Records for processing:

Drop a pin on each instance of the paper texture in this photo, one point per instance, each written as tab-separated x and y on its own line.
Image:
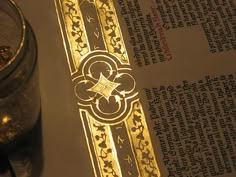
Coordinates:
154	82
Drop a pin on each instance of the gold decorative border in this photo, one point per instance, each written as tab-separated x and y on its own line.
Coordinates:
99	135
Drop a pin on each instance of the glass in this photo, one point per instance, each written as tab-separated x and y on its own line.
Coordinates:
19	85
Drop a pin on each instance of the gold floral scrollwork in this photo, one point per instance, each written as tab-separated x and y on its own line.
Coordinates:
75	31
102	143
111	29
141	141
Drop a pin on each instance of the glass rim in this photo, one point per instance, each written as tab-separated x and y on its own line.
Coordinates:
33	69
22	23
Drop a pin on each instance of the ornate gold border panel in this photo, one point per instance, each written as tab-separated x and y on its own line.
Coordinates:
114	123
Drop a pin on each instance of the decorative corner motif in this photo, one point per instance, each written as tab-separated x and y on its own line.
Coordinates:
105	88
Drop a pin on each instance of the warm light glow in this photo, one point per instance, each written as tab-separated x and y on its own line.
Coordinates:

Stated goal:
Can you recast all of the material above as a numbered list, one entry per line, with blank lines skipped and the picture left out?

The reply:
1. Drop a pin on each instance of the paper texture in this photo, one point per instance, each written as tab-separated x and y on its own line.
2. Image:
3. Coordinates:
4. 154	82
5. Drop a pin on each instance of the gold decorative border in this photo, one point per instance, each written as tab-separated x and y on its own line.
6. Coordinates:
7. 99	135
8. Drop a pin on each instance of the glass in this photo, one point per instance, each written as tab-separated x and y on its own line.
9. Coordinates:
10. 19	85
11. Drop a pin on each instance of the gold floral scrollwork in this photo, one point per instance, each written as tab-separated x and y on its own line.
12. Coordinates:
13. 75	31
14. 102	143
15. 111	29
16. 141	141
17. Drop a pin on each instance of the glass rim in this photo, one point per instance, each written as tab-separated x and y on its own line.
18. Coordinates:
19. 33	69
20. 22	23
21. Drop a pin on each instance of the ornate gold border panel in this photo, one point per instance, each written as tab-separated x and y on its own line.
22. Coordinates:
23. 114	123
24. Drop a pin on each instance of the decorative corner motif in this photo, one point per instance, each written as tab-separated x and y on its own line.
25. Coordinates:
26. 105	88
27. Drop a pin on each instance of the warm light glow in this photo, one point per instance, each written as tab-separated x and y on its own line.
28. Coordinates:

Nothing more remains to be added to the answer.